**WORK TO COMPLETE:** Reproduce every row below with each occurrence of "one point per instance" changed to "a single point for each instance", leaving all other text unaltered.

● ● ●

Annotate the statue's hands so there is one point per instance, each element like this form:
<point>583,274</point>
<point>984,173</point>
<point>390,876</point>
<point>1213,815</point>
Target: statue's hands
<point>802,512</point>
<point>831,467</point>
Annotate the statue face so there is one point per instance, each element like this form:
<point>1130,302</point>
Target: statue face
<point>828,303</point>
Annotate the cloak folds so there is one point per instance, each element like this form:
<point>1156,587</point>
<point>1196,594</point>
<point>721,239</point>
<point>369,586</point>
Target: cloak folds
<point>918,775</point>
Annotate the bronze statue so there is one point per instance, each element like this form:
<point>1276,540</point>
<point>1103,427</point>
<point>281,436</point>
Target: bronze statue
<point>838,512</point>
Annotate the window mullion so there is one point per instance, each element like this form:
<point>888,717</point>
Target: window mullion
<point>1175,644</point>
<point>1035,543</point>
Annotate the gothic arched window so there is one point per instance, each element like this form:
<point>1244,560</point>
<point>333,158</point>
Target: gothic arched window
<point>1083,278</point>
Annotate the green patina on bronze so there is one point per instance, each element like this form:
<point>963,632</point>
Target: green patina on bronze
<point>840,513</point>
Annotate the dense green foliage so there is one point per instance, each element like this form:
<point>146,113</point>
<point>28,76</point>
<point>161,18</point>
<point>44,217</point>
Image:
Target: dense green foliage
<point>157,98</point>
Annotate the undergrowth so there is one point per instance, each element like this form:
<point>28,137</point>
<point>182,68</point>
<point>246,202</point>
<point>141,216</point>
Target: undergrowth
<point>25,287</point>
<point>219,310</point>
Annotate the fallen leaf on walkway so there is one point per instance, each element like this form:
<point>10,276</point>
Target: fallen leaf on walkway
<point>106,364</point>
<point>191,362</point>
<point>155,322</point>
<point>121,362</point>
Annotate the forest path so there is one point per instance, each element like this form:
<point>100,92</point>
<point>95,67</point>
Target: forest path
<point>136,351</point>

● ● ●

**RESULT OF THIS EXERCISE:**
Annotate the statue's hands so there is a single point for each instance, each element like this form:
<point>583,274</point>
<point>984,173</point>
<point>390,876</point>
<point>1213,815</point>
Target: statue's hands
<point>802,512</point>
<point>831,467</point>
Annotate the statue face so there is a single point for each instance, each element like this form:
<point>1130,302</point>
Target: statue face
<point>828,303</point>
Annotate the cloak folds so there is a single point for each instance, each element like this form:
<point>1156,587</point>
<point>1196,594</point>
<point>721,239</point>
<point>369,586</point>
Target: cloak folds
<point>918,775</point>
Annotate the bronze statue so there is a single point for each instance, each element like this form:
<point>1276,540</point>
<point>1103,427</point>
<point>281,436</point>
Target: bronze statue
<point>838,512</point>
Annotate the window mullion so there is a single point for each instance, each element like this form:
<point>888,717</point>
Target: window mullion
<point>1175,644</point>
<point>1035,543</point>
Annotate the gothic arched window so there is a single point for each instance, each element like this form:
<point>1244,560</point>
<point>333,158</point>
Target: gothic arched window
<point>1083,278</point>
Annotate the green patina on bronze so there is a single point for each instance, each element like this form:
<point>963,632</point>
Target: green patina on bronze
<point>840,513</point>
Annotate the dense green foliage so there is a single point for each instance, each element like this form:
<point>146,113</point>
<point>28,76</point>
<point>161,18</point>
<point>44,217</point>
Image:
Target: dense green foliage
<point>157,98</point>
Annotate the undergrowth so there is a single point for each instance, each element like this form:
<point>28,137</point>
<point>182,68</point>
<point>246,202</point>
<point>141,216</point>
Target: undergrowth
<point>25,287</point>
<point>219,310</point>
Annotate the fallen leaf on walkway so there is a single point for each instance, each element like this form:
<point>10,276</point>
Target: fallen leaf on walkway
<point>106,364</point>
<point>191,362</point>
<point>155,322</point>
<point>121,362</point>
Annotate the forest path so there is a single point for each instance, each element like this form:
<point>100,92</point>
<point>95,67</point>
Target: forest path
<point>136,351</point>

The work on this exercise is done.